### Instructions for the task
List every section heading that follows "DETAILED ACTION" in the patent examination text below.

>> START Source text

DETAILED ACTION
Notice of Pre-AIA or AIA Status
The present application, filed on or after March 16, 2013, is being examined under the first inventor to file provisions of the AIA .
Status of Claims
Claims 12-22 of US Application No. 18/866,350, filed on 15 November 2024, are currently pending and have been examined. Applicant canceled claims 1-11 and added claims 12-22 via preliminary amendment.
Information Disclosure Statement
The Information Disclosure Statement filed on 15 November 2024 has been considered. An initialed copy of form 1449 is enclosed herewith.
Specification
The abstract should be in narrative form and generally limited to a single paragraph on a separate sheet within the range of 50 to 150 words. It is important that the abstract not exceed 150 words in length since the space provided for the abstract on the computer tape used by the printer is limited. The form and legal phraseology often used in patent claims, such as "means" and "said," should be avoided. The abstract should describe the disclosure sufficiently to assist readers in deciding whether there is a need for consulting the full patent text for details. The language should be clear and concise and should not repeat information given in the title. It should avoid using phrases which can be implied, such as, "The disclosure concerns," "The disclosure defined by this invention," "The disclosure describes," etc.
The abstract of the disclosure is objected to because it is not written in narrative form. Instead, the abstract has been written as a run-on sentence that generally mimics the claim. The abstract should be in narrative form, which should include a series of complete sentences. Correction is required. See MPEP § 608.01(b).
defined by this invention," "The disclosure describes," etc.
Claim Interpretation
The following is a quotation of 35 U.S.C. 112(f):
(f) Element in Claim for a Combination. – An element in a claim for a combination may be expressed as a means or step for performing a specified function without the recital of structure, material, or acts in support thereof, and such claim shall be construed to cover the corresponding structure, material, or acts described in the specification and equivalents thereof.
The following is a quotation of pre-AIA 35 U.S.C. 112, sixth paragraph:
An element in a claim for a combination may be expressed as a means or step for performing a specified function without the recital of structure, material, or acts in support thereof, and such claim shall be construed to cover the corresponding structure, material, or acts described in the specification and equivalents thereof.
The claims in this application are given their broadest reasonable interpretation using the plain meaning of the claim language in light of the specification as it would be understood by one of ordinary skill in the art. The broadest reasonable interpretation of a claim element (also commonly referred to as a claim limitation) is limited by the description in the specification when 35 U.S.C. 112(f) or pre-AIA 35 U.S.C. 112, sixth paragraph, is invoked.

>> END Source text
>> START Dataset records

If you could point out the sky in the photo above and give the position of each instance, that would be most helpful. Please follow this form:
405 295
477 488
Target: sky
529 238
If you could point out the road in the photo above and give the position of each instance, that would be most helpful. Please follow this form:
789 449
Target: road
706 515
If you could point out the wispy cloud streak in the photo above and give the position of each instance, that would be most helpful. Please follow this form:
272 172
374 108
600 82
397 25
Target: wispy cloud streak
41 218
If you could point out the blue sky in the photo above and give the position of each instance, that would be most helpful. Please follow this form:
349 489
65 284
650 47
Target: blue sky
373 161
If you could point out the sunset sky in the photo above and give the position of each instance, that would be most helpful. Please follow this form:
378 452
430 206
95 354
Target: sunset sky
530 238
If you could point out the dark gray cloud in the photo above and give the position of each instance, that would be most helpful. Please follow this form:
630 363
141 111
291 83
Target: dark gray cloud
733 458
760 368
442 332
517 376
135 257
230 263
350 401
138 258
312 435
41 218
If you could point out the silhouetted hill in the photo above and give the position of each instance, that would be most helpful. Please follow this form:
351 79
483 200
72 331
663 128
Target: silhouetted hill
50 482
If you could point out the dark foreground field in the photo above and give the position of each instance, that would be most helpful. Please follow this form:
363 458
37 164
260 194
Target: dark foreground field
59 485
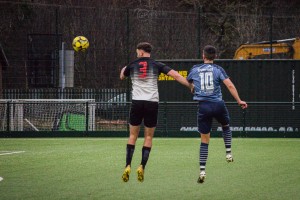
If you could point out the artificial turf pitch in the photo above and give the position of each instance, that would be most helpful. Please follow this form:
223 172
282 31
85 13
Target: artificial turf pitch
91 168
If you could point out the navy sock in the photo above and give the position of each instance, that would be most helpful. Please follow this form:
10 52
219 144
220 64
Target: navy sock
227 137
203 155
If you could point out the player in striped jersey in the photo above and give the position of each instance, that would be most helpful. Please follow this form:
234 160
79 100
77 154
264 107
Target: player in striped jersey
207 79
144 73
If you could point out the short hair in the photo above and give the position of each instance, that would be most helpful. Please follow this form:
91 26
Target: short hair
210 52
147 47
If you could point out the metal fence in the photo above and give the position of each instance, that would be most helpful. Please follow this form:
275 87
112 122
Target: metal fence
177 118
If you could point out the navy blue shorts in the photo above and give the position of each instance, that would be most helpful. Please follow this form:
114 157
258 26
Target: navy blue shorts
207 111
143 110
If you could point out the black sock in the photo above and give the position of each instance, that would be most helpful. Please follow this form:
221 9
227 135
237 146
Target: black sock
129 154
145 155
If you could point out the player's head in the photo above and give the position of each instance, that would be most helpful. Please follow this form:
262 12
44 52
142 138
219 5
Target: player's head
209 52
143 49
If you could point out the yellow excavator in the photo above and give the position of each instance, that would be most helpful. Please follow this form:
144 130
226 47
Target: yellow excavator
281 49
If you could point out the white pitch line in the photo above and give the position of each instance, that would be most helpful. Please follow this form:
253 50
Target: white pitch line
12 152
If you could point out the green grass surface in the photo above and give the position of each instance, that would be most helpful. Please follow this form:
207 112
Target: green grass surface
91 168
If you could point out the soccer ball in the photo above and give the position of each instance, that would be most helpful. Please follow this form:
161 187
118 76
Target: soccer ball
80 43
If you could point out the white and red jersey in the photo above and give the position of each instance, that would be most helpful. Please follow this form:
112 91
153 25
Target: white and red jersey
144 74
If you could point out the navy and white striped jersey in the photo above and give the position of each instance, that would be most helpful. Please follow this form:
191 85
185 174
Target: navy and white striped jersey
144 74
207 79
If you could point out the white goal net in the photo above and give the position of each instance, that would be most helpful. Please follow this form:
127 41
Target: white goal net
47 115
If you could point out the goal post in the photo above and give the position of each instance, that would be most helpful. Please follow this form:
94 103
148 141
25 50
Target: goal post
48 114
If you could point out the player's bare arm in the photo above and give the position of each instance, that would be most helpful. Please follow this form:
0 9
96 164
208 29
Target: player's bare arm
122 76
174 74
233 91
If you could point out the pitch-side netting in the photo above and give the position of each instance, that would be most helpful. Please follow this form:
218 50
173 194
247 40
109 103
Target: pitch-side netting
47 115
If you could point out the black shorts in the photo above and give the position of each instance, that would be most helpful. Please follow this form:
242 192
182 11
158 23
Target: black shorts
143 110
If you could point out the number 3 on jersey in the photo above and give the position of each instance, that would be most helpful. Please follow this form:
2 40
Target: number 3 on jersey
207 81
143 69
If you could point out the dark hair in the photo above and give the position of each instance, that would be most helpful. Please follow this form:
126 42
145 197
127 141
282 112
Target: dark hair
210 52
147 47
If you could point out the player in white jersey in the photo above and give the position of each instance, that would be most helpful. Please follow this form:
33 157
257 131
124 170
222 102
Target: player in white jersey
207 79
144 73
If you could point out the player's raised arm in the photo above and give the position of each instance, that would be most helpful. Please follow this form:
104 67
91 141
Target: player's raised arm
233 91
174 74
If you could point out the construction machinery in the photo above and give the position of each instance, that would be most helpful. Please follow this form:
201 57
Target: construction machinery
277 49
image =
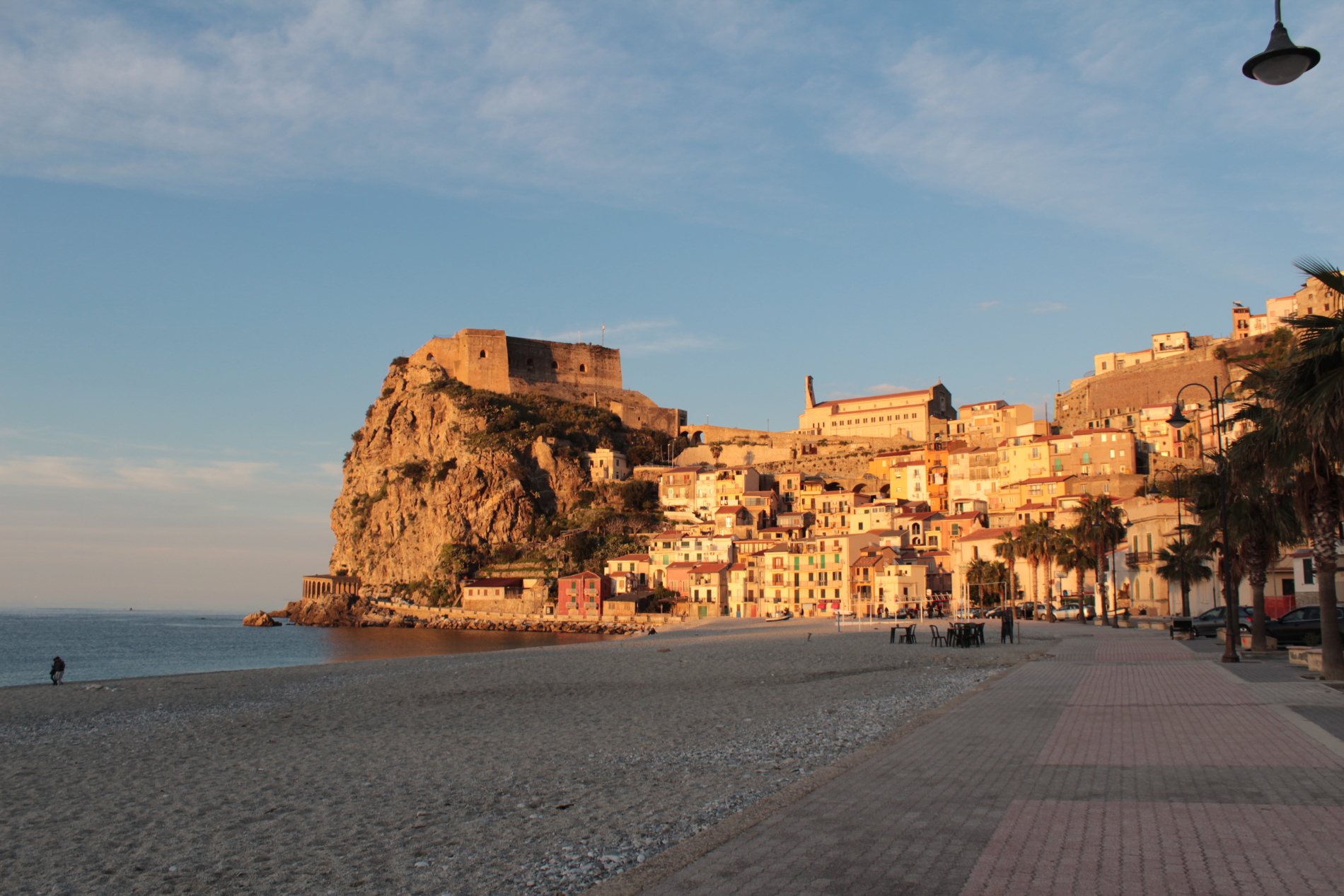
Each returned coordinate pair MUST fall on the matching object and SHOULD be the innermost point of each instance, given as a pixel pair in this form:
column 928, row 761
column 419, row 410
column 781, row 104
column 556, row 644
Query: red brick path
column 1129, row 764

>> END Dataset records

### Expected answer
Notice of Pre-AIA or AIA Status
Status of Claims
Information Disclosure Statement
Specification
Claim Interpretation